Excerpt:
** Begin **
It's the current incarnation of BoycottNovell.com, so of course it is rambling
and incoherent. Nothing has changed there except the name of the site. The
author is one of the biggest conspiracy nuts on the net.

This particular article is actually one of the least incoherent and least
rambling ones he's ever written.

------
comex
The term "developer applause" cited in a few links from the article, which the
article claims is "bizarre" to use, in fact refers to literal applause - by
the audience at WWDC, consisting largely of developers (fans of Apple already
- not representatives of open source, whatever that means). The wording in the
first two of those links (which are the exact same text on two different
websites) makes this pretty clear.

The rest of the article is only slightly more coherent.

------
josephlord
Apple is not an open company (by a long stretch) but they do make serious
contributions to open software in many areas. Webkit, LLVM and related tools
are particularly notable. In the case of other software they make fairly
perfunctory source dumps.

The link between LLVM, Chris Lattner and Swift is especially promising for how
Swift will be opened up so I'm optimistic that it will be done seriously and
properly. And I have previously predicted that it would be opened up at some
point so the announcement this week was not surprising although it was still
very good news.
** End **
Challenge A:
Report every line of the records that contains the word "cloud".

Supplied material:
** Begin **
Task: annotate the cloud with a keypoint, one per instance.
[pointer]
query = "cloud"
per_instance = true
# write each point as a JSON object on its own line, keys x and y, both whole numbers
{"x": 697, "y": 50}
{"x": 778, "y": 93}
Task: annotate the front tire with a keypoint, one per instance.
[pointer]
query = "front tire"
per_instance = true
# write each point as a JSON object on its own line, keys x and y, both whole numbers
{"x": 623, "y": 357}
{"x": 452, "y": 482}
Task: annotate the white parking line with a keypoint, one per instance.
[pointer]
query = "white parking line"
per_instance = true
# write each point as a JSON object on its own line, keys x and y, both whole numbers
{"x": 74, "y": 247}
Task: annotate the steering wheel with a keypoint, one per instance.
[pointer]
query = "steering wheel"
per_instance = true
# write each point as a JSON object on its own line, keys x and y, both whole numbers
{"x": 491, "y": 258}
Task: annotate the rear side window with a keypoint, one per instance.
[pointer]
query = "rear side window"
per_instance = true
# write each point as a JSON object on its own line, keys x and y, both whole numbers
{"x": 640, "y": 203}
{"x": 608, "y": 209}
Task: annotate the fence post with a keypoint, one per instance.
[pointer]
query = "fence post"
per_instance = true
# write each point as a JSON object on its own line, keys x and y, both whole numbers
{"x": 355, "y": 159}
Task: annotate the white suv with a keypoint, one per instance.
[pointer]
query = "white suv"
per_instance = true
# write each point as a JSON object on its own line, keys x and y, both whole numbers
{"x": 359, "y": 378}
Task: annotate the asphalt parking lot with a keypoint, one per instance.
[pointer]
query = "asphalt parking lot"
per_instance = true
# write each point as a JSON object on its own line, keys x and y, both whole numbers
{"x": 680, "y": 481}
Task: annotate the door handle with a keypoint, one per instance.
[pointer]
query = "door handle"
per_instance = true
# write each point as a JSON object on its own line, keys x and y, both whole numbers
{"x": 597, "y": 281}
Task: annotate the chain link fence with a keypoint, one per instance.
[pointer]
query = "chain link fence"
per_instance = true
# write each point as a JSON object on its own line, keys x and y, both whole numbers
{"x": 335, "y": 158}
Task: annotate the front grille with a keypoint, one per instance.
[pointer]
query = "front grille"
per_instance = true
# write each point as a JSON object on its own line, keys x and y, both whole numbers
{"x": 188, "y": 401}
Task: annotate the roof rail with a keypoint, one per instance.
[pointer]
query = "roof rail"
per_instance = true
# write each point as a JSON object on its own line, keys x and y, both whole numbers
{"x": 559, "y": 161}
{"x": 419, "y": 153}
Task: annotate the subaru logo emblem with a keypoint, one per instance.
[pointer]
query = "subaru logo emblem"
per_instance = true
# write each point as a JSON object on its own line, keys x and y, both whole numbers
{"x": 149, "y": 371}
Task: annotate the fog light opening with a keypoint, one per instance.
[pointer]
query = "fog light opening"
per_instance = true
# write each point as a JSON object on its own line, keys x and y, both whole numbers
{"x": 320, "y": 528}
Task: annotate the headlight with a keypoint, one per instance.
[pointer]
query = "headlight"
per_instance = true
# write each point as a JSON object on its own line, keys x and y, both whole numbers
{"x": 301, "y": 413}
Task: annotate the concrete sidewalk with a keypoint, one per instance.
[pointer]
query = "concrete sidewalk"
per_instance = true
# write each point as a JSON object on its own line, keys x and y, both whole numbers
** End **
Challenge B:
Edit the thread on Apple and open source starting at "The rest of" and ending at "perfunctory source dumps.", and write that passage out with "perfunctory" changed to "minimal".

Task response A:
Task: annotate the cloud with a keypoint, one per instance.
query = "cloud"

Task response B:
The rest of the article is only slightly more coherent.

------
josephlord
Apple is not an open company (by a long stretch) but they do make serious
contributions to open software in many areas. Webkit, LLVM and related tools
are particularly notable. In the case of other software they make fairly
minimal source dumps.